WHAT NEEDS TO BE DONE =
Without any of the pictures, transcribe all the lines below exactly.

PROVIDED RECORDS =
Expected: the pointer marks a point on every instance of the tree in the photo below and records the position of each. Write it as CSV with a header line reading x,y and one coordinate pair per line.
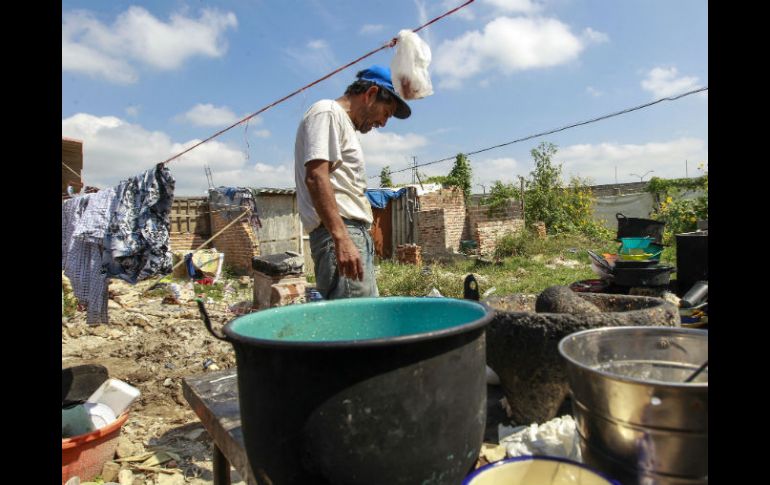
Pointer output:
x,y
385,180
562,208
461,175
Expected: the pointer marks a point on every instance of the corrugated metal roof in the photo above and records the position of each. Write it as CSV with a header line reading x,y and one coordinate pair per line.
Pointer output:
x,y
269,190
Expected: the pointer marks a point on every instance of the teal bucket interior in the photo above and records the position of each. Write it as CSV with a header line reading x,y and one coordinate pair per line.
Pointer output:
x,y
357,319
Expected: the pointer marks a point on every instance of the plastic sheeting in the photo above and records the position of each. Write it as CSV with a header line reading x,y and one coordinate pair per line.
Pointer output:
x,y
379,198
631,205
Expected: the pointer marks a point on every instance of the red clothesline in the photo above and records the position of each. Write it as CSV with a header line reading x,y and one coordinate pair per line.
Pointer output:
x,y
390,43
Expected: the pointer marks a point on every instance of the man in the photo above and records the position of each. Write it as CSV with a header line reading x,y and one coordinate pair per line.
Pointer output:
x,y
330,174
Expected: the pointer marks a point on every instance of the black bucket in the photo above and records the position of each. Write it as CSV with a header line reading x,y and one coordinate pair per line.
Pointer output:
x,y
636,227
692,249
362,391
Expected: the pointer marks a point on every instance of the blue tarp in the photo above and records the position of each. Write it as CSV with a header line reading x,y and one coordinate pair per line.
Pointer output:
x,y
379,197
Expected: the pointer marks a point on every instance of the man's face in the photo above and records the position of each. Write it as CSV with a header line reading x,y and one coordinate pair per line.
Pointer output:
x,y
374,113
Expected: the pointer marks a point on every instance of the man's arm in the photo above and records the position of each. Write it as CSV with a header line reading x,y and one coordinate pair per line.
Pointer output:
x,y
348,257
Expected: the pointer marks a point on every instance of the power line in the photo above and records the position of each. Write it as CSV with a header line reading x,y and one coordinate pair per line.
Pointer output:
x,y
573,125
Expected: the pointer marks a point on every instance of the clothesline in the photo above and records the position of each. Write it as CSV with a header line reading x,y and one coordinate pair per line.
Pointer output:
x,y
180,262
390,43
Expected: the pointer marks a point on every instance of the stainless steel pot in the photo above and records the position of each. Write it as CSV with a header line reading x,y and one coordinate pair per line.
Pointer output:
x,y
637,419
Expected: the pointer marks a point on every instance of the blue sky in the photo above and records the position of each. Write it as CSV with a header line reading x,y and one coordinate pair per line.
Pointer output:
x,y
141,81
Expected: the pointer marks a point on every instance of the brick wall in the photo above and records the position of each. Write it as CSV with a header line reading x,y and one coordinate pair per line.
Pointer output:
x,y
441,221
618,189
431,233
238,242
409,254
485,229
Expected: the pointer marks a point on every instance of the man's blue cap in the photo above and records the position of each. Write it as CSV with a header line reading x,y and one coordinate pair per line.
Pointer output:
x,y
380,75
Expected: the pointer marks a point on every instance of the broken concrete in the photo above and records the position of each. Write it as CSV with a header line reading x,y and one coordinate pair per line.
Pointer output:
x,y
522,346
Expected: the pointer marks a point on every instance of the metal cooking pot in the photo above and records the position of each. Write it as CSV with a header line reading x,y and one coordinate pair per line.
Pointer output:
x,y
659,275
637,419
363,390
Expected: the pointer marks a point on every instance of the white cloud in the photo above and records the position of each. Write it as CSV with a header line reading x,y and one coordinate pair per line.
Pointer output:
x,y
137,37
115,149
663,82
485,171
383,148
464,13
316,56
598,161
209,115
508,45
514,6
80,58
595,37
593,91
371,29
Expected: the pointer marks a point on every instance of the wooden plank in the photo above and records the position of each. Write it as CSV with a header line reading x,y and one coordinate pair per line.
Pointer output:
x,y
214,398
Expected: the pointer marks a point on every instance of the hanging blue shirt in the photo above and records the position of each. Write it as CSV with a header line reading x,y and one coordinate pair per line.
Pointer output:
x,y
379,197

RESULT OF THIS EXERCISE =
Expected: the pointer marks a point on every instance of the tree in the photo below and records the position of each. Write it as CSV with a header line reading x,y and one coordinate pair per line.
Pointer output:
x,y
385,180
562,208
461,175
Expected: the pointer marks a point on every instance of the corrugated metal roof in the photo above and records the position of each. Write it as CSV with a header line reading x,y and one coordinate pair per line.
Pointer output:
x,y
269,190
Expected: the pointer marks a point on every instance of the teal bucket interior in the photo above and records the position of each. Write it as CSV with a header line reading x,y and one coordinate pair per line.
Pointer output:
x,y
357,319
Expected: the pointer marks a point on every instance of the plastic sheeting in the photo above and records the position of each. Write it as CSV with a header line reading x,y and one coordinate pair per line.
Pointer output:
x,y
379,198
631,205
Expected: the pointer marks a point on every instance of the red clothesline in the photo above and records the position of each. Write it as CSV with a header line reading x,y and one coordinate pair per line.
Pointer output:
x,y
390,43
Expected: the pointer marks a point on every instance of the man in the photo above and records the position of each. Write it as CSV with a header line reading x,y and one coordinate pair per line.
Pointer output:
x,y
330,174
Expected: the pointer marks a point on every instance of the black bucket in the photo above and records the position of each. Write it as CSV with a header line reading x,y and one coordinate pair per line.
Pointer output:
x,y
636,227
692,249
362,391
Expected: the pointer marks a point on every instance of the blue tarp in the photo above and records the position of each. Write it as CSV with a header line reading x,y and one coordinate pair per line.
Pointer output:
x,y
379,197
Expected: the pointer marks a point on every instance of the man's face in the photo above and records the position of each. Write it as CSV with a header line reading x,y and one coordinate pair per line.
Pointer output:
x,y
374,113
Expected: the pointer marks a point on every instance of the man's arm in the photo above and records the position of each. Write it as CSV with a header line reading x,y and one coordinate pair per line.
Pointer output:
x,y
348,257
Expected: the pointer marks a point on every instance of the power line in the photo above and records the position of each. Write it as CSV with a header line reading x,y and one coordinate pair per line.
Pointer output:
x,y
573,125
Expected: the pointer marks a point on every instance of the clothesline in the photo above and records the position of each. Write it as CSV with a header line reading x,y and one coordinate pair per line.
Pointer output:
x,y
180,262
390,43
Expected: the pointer marks a point on every instance of the stainless steel pot in the photo above and records the position of each. Write it as CSV with a header line reading x,y and one coordinate pair per line.
Pointer output:
x,y
637,419
Expected: the pointer marks a point on every instance of the blue sky in the photo above and records the position of each. Write it as CSV with a header line reading x,y and one coordinate pair per line.
Pointer output:
x,y
141,81
Expected: the pointer marks a point on every instance of the brick wall in the photo above and records the position of each. Write it as CSV with a header line reading x,y and one coordinate pair per line.
Pointer output:
x,y
441,221
618,189
431,233
238,242
409,254
485,229
Expected: the pointer marks a point on every instance of the man's blue cap in the photo above and records the position of each. Write it as CSV with a header line reading x,y and one coordinate pair per line.
Pointer output:
x,y
380,75
Expected: the pointer marks a point on every instance of the broken concrete in the photo above and records the position of each. Write it as CSV with a header line reading x,y and one coordinate pair per line.
Pointer output:
x,y
522,346
Expected: the pointer marks a point on every instance of the metal cooking pot in the photo above and records the position of each. Write it as CSV with a header line reading x,y and one coordinate pair per line.
Pointer output:
x,y
659,275
637,419
363,390
Expected: the pointer marks a point on every instance of the white cloud in the photo above and records the position of each. Write it as CSV with a header line reading x,y and one coordinate pair per line.
Pointer output:
x,y
137,37
115,149
663,82
485,171
383,148
464,13
316,56
598,161
209,115
508,45
514,6
80,58
595,37
593,91
371,29
Expected: the pointer marks a point on every instance of the wooden plank in the photo above and records the position of each. Write it as CSV with a header line reading x,y and one coordinate pair per line.
Pointer output:
x,y
214,398
Expected: the pointer marks a point on every instance of the hanging blue shirt in the photo above and records the position of each. Write it as CSV with a header line reading x,y and one coordinate pair per line.
Pointer output:
x,y
379,197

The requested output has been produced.